▸ GOAL:
Reproduce the material word for word, from its first line through the line that contains "POLYGON ((200 19, 181", including both ends. Leave any pictures out of your copy.
_____
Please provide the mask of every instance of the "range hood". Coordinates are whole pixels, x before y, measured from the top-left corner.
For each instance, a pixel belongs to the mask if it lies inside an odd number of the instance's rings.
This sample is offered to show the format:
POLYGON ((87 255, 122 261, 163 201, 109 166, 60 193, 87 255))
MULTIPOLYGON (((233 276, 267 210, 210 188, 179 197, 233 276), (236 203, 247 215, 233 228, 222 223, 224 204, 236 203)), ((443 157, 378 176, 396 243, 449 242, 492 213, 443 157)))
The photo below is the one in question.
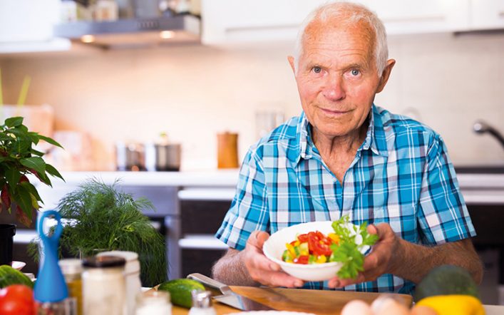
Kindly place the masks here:
POLYGON ((200 19, 181 14, 114 21, 77 21, 54 26, 54 36, 103 48, 146 48, 200 42, 200 19))

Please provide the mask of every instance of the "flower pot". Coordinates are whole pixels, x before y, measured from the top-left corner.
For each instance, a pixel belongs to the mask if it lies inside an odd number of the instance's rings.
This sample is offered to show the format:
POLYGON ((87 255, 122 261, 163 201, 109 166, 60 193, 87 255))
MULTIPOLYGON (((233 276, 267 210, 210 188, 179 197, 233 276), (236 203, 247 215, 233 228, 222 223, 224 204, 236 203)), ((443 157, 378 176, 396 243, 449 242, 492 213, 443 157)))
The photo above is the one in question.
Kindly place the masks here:
POLYGON ((12 265, 12 246, 16 224, 0 224, 0 265, 12 265))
_____
▸ EXPECTED OUTPUT:
Please provide the mask of every instance of the "range hood". Coordinates are whole pixels, x before y, measured from the top-left corner.
For each instance, a pixel belongs to the mask if it lies inside an odd number of the instance's rings.
This sample is offered to show the format:
POLYGON ((87 255, 122 261, 163 201, 109 166, 60 193, 87 255))
MULTIPOLYGON (((233 276, 267 210, 210 188, 179 197, 233 276), (236 203, 247 215, 233 228, 222 223, 224 204, 236 203)), ((443 157, 378 176, 396 243, 449 242, 492 213, 443 157)))
The photo below is the one in question.
Kindly place the masks here:
POLYGON ((200 19, 181 14, 114 21, 77 21, 54 26, 54 36, 103 48, 146 48, 200 42, 200 19))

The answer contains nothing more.